Мне нужны сейчас новые связи, новая работа. В старое время я мечтала бы о монастыре, а сегодня я с горькой завистью слушала доклады о высшей крестьянской школе. С завистью, потому что это не для меня. Я не могу отказаться от семьи, а создание нужной мне работы семьей гораздо труднее, может быть, даже совсем не под силу мне. Но бросить семью я все-таки не могу, может быть, семья как раз и есть мой подвиг.
На днях я бросаю службу и ближайшее время займусь собой в смысле более конкретного определения дальнейшего пути. Вопрос ставится так: или попытаться опять перейти к Леонтию, заняться наукой и семьей или идти одной - в сторону практической педагогической работы - с риском уйти совсем от Леонтия.

31 марта
Вчерашний вечер нужно запомнить. Вчера мы с Л. долго говорили и я впервые после долгого промежутка почувствовала, что мы опять совершенно вместе и идем по одному направлению.
Нужно учиться деятельной любви. Это самое важное.

Здесь в дневник вложены три небольших листка, на которых рукой Наталии Николаевны сделаны следующие выписки.
Из "Тибетского сказания"...
"...Почитайте женщину, мать вселенной; в ней лежит вся истина Божественного творения.

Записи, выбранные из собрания
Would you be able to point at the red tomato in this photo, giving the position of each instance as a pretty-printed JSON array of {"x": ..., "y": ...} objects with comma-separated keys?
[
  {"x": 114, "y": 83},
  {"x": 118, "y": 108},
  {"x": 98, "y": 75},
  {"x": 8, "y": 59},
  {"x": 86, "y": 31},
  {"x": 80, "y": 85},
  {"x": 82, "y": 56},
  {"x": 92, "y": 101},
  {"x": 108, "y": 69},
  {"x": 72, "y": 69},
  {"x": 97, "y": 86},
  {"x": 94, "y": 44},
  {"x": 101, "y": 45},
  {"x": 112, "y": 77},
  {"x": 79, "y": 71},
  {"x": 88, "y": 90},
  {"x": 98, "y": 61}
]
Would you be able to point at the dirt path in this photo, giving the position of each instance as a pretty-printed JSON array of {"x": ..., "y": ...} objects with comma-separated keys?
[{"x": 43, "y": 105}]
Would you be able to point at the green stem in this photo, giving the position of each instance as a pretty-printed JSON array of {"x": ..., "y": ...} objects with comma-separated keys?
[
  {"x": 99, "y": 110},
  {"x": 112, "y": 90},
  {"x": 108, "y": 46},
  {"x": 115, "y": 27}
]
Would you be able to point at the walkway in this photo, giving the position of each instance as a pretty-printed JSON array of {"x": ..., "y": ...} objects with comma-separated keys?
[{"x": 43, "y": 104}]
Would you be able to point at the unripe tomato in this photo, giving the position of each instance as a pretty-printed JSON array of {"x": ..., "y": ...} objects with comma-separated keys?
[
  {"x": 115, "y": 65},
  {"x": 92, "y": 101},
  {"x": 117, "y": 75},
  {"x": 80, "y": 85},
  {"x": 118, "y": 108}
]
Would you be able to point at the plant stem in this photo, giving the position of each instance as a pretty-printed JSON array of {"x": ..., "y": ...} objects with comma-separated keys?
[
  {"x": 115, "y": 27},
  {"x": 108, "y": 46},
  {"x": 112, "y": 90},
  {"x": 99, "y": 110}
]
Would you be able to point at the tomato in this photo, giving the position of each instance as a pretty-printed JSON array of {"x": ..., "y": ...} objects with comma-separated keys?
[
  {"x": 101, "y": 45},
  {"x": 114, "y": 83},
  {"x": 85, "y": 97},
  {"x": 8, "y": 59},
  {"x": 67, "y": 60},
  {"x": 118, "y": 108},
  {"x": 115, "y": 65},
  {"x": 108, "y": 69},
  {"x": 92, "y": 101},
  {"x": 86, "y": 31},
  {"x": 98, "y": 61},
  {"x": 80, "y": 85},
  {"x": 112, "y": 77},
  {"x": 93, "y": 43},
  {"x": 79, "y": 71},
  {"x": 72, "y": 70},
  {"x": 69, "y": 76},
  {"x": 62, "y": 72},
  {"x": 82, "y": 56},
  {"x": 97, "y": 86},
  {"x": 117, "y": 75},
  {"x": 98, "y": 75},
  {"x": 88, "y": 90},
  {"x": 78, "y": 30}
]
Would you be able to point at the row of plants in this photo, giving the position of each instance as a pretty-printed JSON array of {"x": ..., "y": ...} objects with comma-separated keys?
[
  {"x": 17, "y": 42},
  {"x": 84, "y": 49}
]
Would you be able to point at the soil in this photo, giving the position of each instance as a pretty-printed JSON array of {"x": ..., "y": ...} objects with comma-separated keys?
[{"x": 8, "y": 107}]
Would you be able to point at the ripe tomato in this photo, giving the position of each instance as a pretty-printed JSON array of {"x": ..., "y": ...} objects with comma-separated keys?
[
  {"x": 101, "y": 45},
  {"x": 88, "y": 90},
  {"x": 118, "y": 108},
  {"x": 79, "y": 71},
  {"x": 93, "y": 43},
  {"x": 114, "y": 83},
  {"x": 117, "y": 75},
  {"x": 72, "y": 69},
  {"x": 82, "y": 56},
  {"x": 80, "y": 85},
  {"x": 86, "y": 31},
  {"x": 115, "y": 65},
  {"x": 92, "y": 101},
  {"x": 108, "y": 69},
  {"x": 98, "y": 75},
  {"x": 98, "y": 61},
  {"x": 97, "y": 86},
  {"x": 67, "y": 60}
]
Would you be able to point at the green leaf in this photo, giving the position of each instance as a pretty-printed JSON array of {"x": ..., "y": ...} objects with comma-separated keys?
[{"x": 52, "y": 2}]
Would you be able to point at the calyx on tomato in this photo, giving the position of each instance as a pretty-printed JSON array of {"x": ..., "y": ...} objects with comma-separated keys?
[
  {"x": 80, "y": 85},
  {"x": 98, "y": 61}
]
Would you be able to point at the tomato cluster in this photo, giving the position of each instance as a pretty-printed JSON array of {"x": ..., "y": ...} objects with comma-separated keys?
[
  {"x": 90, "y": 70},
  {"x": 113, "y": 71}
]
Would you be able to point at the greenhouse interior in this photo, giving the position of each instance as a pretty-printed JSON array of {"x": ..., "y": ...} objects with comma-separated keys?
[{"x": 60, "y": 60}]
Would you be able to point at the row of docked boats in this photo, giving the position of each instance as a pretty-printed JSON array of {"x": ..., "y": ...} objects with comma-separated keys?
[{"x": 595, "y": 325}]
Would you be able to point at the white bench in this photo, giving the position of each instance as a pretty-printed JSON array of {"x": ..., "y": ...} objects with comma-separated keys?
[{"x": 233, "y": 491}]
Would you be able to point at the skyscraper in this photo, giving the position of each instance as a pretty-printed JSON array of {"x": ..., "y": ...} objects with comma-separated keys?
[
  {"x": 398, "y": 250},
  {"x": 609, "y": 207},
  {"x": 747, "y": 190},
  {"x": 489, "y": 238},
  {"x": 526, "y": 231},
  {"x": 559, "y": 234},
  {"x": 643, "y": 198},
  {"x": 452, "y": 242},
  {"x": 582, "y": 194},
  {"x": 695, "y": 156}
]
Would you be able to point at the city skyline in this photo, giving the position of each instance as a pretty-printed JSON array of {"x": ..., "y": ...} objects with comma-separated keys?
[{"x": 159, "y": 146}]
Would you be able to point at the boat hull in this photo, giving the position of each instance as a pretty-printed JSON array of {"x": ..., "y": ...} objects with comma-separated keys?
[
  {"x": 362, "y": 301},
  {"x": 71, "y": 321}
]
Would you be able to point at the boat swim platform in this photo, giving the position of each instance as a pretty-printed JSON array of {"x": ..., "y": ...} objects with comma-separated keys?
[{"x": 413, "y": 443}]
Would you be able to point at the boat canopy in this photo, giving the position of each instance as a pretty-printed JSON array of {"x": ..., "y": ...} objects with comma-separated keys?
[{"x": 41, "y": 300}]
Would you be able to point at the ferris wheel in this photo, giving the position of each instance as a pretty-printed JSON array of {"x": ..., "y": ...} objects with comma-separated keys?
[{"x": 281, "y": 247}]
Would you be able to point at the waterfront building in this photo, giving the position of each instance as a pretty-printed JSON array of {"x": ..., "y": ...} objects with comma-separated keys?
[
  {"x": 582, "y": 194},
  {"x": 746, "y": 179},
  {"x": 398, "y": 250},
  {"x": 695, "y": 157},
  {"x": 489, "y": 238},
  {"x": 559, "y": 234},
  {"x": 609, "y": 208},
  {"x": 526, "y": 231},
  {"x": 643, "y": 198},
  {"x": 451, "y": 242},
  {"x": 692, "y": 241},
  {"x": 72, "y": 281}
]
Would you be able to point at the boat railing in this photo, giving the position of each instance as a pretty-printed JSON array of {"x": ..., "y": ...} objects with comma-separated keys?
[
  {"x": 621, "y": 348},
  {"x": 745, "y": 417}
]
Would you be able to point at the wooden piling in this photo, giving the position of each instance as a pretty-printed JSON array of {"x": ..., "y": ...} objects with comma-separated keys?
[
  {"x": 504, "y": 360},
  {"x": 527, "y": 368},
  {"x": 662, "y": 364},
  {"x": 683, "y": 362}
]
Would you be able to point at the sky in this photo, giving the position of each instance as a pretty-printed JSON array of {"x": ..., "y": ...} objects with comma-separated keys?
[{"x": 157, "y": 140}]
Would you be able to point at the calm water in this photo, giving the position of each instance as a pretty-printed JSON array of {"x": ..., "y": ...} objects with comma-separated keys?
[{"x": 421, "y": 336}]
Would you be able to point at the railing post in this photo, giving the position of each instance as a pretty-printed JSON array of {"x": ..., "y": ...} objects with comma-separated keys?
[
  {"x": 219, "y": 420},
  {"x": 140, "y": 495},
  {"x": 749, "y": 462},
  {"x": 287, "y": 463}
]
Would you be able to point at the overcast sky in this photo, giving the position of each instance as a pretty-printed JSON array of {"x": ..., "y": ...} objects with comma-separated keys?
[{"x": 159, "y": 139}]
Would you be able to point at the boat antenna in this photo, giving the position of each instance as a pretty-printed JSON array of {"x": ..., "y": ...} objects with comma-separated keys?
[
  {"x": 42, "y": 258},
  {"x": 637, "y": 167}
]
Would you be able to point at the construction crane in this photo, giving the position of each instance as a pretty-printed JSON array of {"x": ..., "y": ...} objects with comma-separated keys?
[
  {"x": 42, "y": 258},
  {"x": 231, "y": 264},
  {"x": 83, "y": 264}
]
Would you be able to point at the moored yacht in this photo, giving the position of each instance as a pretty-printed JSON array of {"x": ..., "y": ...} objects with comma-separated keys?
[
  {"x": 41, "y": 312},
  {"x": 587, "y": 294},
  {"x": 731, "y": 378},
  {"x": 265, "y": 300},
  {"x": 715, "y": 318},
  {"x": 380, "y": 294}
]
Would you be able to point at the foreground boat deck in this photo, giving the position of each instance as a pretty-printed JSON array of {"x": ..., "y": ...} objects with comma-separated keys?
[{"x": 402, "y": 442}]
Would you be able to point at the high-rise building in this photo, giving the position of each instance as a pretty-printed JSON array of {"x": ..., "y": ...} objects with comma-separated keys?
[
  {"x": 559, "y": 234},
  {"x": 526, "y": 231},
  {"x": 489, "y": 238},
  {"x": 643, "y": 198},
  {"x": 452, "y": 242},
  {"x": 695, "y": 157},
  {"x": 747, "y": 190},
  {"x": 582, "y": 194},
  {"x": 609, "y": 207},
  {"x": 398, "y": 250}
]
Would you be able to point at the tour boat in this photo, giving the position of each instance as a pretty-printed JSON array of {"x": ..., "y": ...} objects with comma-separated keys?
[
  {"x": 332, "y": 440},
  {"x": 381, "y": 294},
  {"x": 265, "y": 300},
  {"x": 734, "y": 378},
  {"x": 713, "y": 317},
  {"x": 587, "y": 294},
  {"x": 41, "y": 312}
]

# [ЗАДАНИЯ ДЛЯ ВЫПОЛНЕНИЯ]
**A.** Выпишите из текста задания все места, где упоминается Леонтий, полным именем или инициалом.
**B.** О чем были доклады, которые, согласно тексту задания, пишущая слушала с горькой завистью?

# [ОТВЕТЫ]
**A.**
- «перейти к Леонтию»
- «уйти совсем от Леонтия»
- «мы с Л. долго говорили»

**B.** О высшей крестьянской школе.